Reproduce the material below from the line holding "target: store background shelving" through the line holding "MULTIPOLYGON (((383 121, 388", inclusive, with every line kept and every coordinate in the answers shifted up by 75. Leave the picture out.

● Records:

-*-

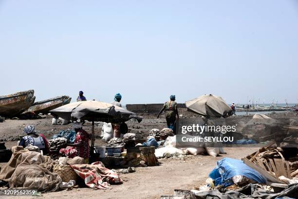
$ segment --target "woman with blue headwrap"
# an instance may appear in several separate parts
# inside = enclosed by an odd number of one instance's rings
[[[179,119],[179,115],[178,112],[178,108],[177,103],[175,101],[176,97],[174,95],[170,96],[170,101],[166,102],[164,104],[164,107],[160,110],[157,115],[157,118],[159,117],[159,115],[165,110],[166,113],[166,120],[168,127],[170,128],[174,131],[175,122],[176,122],[176,115],[177,119]]]
[[[115,95],[114,97],[114,101],[111,103],[115,106],[122,107],[122,105],[120,103],[121,101],[122,96],[120,93],[118,93]],[[120,138],[121,135],[121,133],[120,131],[120,124],[112,124],[112,127],[114,131],[114,138]]]

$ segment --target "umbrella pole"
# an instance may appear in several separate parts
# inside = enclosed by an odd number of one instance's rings
[[[93,149],[94,147],[94,121],[92,121],[92,128],[91,130],[91,133],[92,134],[92,138],[91,138],[91,148]]]

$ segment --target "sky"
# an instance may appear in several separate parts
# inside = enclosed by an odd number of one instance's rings
[[[298,103],[298,36],[296,0],[0,0],[0,95]]]

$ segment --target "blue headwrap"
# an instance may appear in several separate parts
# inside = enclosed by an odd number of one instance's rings
[[[171,96],[170,96],[170,99],[172,101],[175,101],[175,100],[176,99],[176,96],[175,96],[175,95],[171,95]]]
[[[118,101],[117,100],[117,99],[121,100],[122,98],[122,96],[121,96],[120,93],[118,93],[115,95],[115,97],[114,98],[114,101],[115,101],[115,102],[117,102]]]
[[[35,127],[32,125],[27,125],[23,129],[23,131],[28,135],[34,133],[35,133]]]

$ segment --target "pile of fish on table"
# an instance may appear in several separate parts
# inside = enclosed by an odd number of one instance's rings
[[[113,138],[108,142],[108,146],[124,146],[125,143],[121,138]]]
[[[50,140],[48,142],[51,151],[57,151],[66,145],[67,139],[64,138],[57,138]]]
[[[135,133],[126,133],[123,136],[123,141],[125,142],[134,141],[135,140],[140,140],[142,137],[140,135],[136,134]]]
[[[174,136],[175,134],[173,133],[173,130],[171,129],[164,128],[160,131],[159,135],[162,136]]]

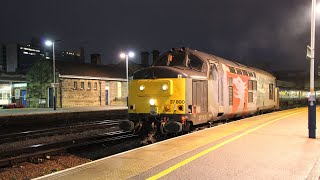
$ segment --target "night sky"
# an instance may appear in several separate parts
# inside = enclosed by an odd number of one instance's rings
[[[63,40],[117,63],[121,50],[190,47],[270,70],[308,70],[311,0],[1,0],[0,42]],[[318,17],[320,13],[318,14]],[[319,17],[320,18],[320,17]],[[320,23],[317,23],[320,24]],[[317,25],[317,29],[320,27]],[[316,48],[319,42],[316,31]],[[316,50],[316,60],[320,53]],[[140,62],[140,56],[134,59]],[[151,61],[151,57],[150,57]]]

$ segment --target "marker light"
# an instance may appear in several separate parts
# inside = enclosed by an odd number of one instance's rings
[[[150,99],[150,100],[149,100],[149,104],[150,104],[151,106],[154,106],[154,105],[156,104],[156,100],[155,100],[155,99]]]
[[[162,90],[167,90],[168,89],[168,85],[166,85],[166,84],[164,84],[164,85],[162,85]]]
[[[129,52],[129,53],[128,53],[128,56],[129,56],[129,57],[134,57],[134,52]]]
[[[51,45],[53,44],[53,42],[50,41],[50,40],[47,40],[46,42],[44,42],[44,44],[45,44],[46,46],[51,46]]]

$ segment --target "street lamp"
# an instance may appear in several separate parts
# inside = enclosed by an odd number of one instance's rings
[[[127,73],[127,97],[129,96],[129,65],[128,65],[128,62],[129,62],[129,57],[132,58],[134,57],[134,52],[123,52],[123,53],[120,53],[120,58],[121,59],[126,59],[126,73]],[[128,98],[127,98],[127,103],[128,103]]]
[[[310,96],[308,99],[308,129],[309,138],[316,138],[316,98],[314,93],[314,49],[315,49],[316,0],[311,7],[311,42],[307,57],[310,59]]]
[[[47,40],[45,44],[47,46],[52,46],[52,63],[53,63],[53,110],[57,109],[57,99],[56,99],[56,58],[54,54],[54,41]]]

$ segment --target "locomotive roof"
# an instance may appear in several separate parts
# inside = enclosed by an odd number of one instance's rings
[[[269,73],[267,71],[264,71],[264,70],[261,70],[261,69],[257,69],[257,68],[254,68],[254,67],[250,67],[250,66],[246,66],[246,65],[243,65],[243,64],[238,63],[236,61],[227,60],[227,59],[224,59],[224,58],[212,55],[212,54],[208,54],[208,53],[205,53],[205,52],[197,51],[197,50],[189,49],[189,51],[191,51],[193,54],[195,54],[195,55],[197,55],[197,56],[199,56],[199,57],[201,57],[204,60],[207,60],[209,62],[220,62],[220,63],[223,63],[223,64],[227,64],[229,66],[232,66],[232,67],[241,68],[241,69],[244,69],[244,70],[251,70],[251,71],[254,71],[254,72],[257,72],[257,73],[265,74],[265,75],[268,75],[268,76],[273,76],[271,73]]]

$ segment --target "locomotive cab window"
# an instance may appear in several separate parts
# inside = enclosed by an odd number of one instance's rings
[[[230,72],[236,74],[236,70],[234,69],[234,67],[229,67]]]
[[[196,71],[206,72],[205,63],[193,54],[188,55],[187,67]]]
[[[273,99],[273,84],[269,84],[269,99]]]
[[[170,52],[163,55],[154,66],[182,66],[185,67],[185,52]]]

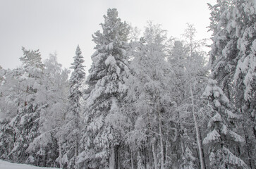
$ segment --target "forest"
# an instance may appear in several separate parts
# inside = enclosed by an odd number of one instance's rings
[[[0,159],[42,167],[256,168],[256,1],[217,0],[206,39],[109,8],[89,73],[22,48],[0,66]],[[209,47],[209,53],[204,49]]]

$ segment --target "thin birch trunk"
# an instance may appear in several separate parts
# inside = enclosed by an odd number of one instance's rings
[[[156,155],[156,152],[154,151],[154,140],[152,140],[152,153],[153,153],[153,158],[154,158],[154,169],[157,169],[157,155]]]
[[[190,94],[191,94],[191,102],[192,102],[192,114],[193,116],[194,123],[195,123],[195,132],[196,132],[196,136],[197,136],[197,148],[199,151],[199,156],[200,158],[200,165],[201,169],[205,169],[205,165],[204,165],[204,160],[202,157],[202,144],[201,144],[201,140],[200,140],[200,136],[199,134],[199,129],[198,125],[197,123],[197,119],[195,114],[195,104],[194,104],[194,96],[193,94],[192,90],[192,86],[191,86],[191,82],[190,81]]]

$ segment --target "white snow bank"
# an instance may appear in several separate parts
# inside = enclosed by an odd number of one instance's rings
[[[27,164],[11,163],[9,162],[0,160],[0,168],[1,169],[54,169],[55,168],[40,168]]]

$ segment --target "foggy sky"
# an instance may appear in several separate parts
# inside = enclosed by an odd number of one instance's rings
[[[39,49],[43,59],[56,52],[58,61],[71,67],[80,45],[86,70],[95,44],[92,35],[100,30],[103,15],[116,8],[118,16],[141,30],[150,20],[168,35],[180,37],[186,23],[195,25],[198,39],[209,38],[209,10],[214,0],[0,0],[0,65],[21,65],[21,47]]]

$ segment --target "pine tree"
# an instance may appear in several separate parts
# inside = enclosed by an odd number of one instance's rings
[[[140,159],[138,163],[143,162],[145,168],[147,165],[157,168],[159,163],[161,168],[166,165],[164,144],[171,101],[169,70],[165,61],[167,42],[166,31],[150,22],[144,37],[132,44],[132,75],[127,80],[129,90],[126,99],[130,129],[126,142],[134,152],[133,156],[138,156],[139,154],[135,153],[140,149],[143,156],[137,157]]]
[[[248,160],[245,161],[248,161],[250,167],[253,168],[255,158],[252,152],[255,150],[256,142],[253,101],[255,2],[219,0],[216,5],[209,5],[209,8],[212,10],[209,29],[213,31],[210,51],[212,78],[245,117],[239,130],[245,138],[247,153],[243,156]]]
[[[27,152],[35,154],[37,165],[57,167],[59,154],[59,132],[65,124],[68,110],[68,73],[57,62],[56,54],[50,54],[44,61],[42,87],[37,91],[44,103],[40,111],[39,134],[30,144]],[[43,101],[44,100],[44,101]],[[59,144],[59,145],[58,145]]]
[[[62,127],[61,132],[59,133],[62,140],[59,143],[59,146],[63,145],[61,154],[59,158],[59,161],[63,161],[63,157],[67,158],[68,168],[75,168],[78,155],[78,148],[80,142],[80,100],[82,97],[81,86],[85,78],[85,73],[84,65],[83,56],[79,46],[77,46],[75,56],[73,57],[74,62],[71,64],[71,69],[73,69],[71,78],[69,80],[69,108],[68,113],[66,117],[66,124]],[[62,142],[61,142],[62,141]],[[60,147],[61,149],[61,147]],[[60,162],[61,163],[61,161]]]
[[[103,32],[92,35],[97,45],[87,79],[86,127],[79,162],[89,161],[91,168],[118,168],[116,159],[125,120],[121,106],[129,73],[126,54],[129,29],[115,8],[108,9],[104,18]]]
[[[15,80],[9,88],[9,99],[16,105],[16,114],[8,123],[13,135],[13,145],[9,158],[15,162],[36,164],[35,156],[27,152],[30,143],[39,135],[39,121],[42,111],[41,96],[37,92],[42,87],[44,65],[38,50],[22,49],[24,56],[20,58],[23,68],[13,71]]]
[[[232,153],[234,145],[244,142],[244,139],[236,131],[235,122],[239,119],[229,104],[228,99],[217,85],[216,80],[209,79],[203,96],[210,103],[208,123],[210,132],[203,140],[209,146],[211,168],[248,168],[245,162]]]

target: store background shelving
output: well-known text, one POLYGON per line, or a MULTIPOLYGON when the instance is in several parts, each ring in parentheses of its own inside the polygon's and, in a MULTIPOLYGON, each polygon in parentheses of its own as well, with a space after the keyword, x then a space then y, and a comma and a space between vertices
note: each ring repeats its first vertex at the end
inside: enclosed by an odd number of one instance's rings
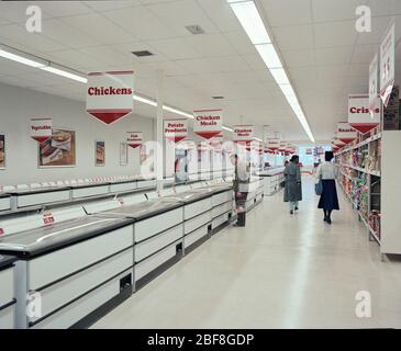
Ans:
MULTIPOLYGON (((383 121, 388 109, 400 110, 399 88, 396 87, 389 107, 382 109, 382 123, 335 154, 339 167, 338 183, 353 204, 370 240, 376 240, 380 252, 401 254, 401 199, 399 161, 400 124, 383 121), (397 127, 398 125, 398 127, 397 127), (382 215, 385 214, 385 215, 382 215)), ((401 120, 400 114, 398 114, 401 120)))

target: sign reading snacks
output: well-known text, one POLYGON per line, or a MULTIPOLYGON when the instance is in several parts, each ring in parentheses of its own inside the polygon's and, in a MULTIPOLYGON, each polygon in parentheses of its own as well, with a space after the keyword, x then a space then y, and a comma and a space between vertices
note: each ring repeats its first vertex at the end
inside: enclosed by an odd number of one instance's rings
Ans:
POLYGON ((132 70, 88 73, 87 112, 105 124, 132 112, 133 95, 132 70))
POLYGON ((178 143, 188 136, 187 120, 165 120, 165 137, 167 140, 178 143))
POLYGON ((142 145, 142 132, 126 132, 126 145, 136 148, 142 145))
POLYGON ((53 134, 52 124, 52 118, 31 120, 31 137, 38 143, 47 140, 53 134))
POLYGON ((378 54, 376 54, 369 66, 369 111, 372 116, 379 103, 378 65, 379 65, 378 54))
POLYGON ((223 110, 193 111, 193 133, 210 139, 219 135, 223 127, 223 110))
POLYGON ((234 126, 234 143, 252 141, 254 138, 254 126, 253 125, 235 125, 234 126))
POLYGON ((394 24, 386 32, 380 44, 380 98, 383 105, 389 103, 396 81, 396 33, 394 24))
POLYGON ((276 150, 279 149, 280 147, 280 139, 279 138, 270 138, 270 139, 267 139, 267 149, 275 152, 276 150))
POLYGON ((348 95, 348 123, 354 129, 366 134, 380 124, 380 109, 376 107, 370 114, 369 95, 348 95))
POLYGON ((358 133, 346 122, 337 124, 337 139, 344 144, 349 144, 358 137, 358 133))

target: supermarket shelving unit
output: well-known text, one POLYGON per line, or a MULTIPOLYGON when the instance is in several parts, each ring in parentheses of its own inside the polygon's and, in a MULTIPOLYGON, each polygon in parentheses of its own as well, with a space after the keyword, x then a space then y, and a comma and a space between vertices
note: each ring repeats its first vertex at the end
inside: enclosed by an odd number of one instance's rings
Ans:
POLYGON ((401 254, 398 206, 401 186, 397 159, 400 145, 401 131, 376 128, 367 138, 360 137, 335 154, 341 188, 366 225, 369 240, 380 246, 382 260, 386 254, 401 254))

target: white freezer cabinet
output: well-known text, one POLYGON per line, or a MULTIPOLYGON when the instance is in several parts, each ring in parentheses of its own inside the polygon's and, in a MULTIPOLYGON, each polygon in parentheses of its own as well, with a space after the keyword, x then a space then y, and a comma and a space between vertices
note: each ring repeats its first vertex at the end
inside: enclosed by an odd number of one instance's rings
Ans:
POLYGON ((15 260, 0 254, 0 330, 15 328, 15 260))
POLYGON ((134 236, 129 218, 86 216, 16 233, 0 239, 0 252, 19 258, 20 329, 87 327, 133 291, 134 236))

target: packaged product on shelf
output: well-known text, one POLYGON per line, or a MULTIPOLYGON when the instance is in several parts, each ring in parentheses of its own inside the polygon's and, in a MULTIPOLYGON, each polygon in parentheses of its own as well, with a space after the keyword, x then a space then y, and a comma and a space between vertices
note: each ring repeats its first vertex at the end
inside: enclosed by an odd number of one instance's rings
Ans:
POLYGON ((383 129, 400 129, 400 105, 385 107, 383 112, 383 129))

-*-

● Completed task:
target: store background shelving
output: well-known text, one POLYGON per line, or a MULTIPOLYGON when the instance is in several parts, each ring in parentheses of its own inside the polygon's and, in a MULTIPOLYGON, each polygon in parentheses of its own as well, with a space after the keyword, x then a space then y, and a comma and a space between vertices
note: each ring repeats its first vertex at the end
inside: enclosed by an odd number of one instance's rings
Ans:
MULTIPOLYGON (((458 196, 463 184, 475 185, 474 163, 471 162, 464 182, 457 184, 457 198, 410 229, 414 242, 413 258, 428 279, 445 315, 451 315, 455 327, 476 329, 476 274, 474 236, 475 199, 458 196), (472 202, 473 200, 473 202, 472 202), (457 290, 460 289, 460 290, 457 290)), ((476 195, 475 189, 473 189, 476 195)))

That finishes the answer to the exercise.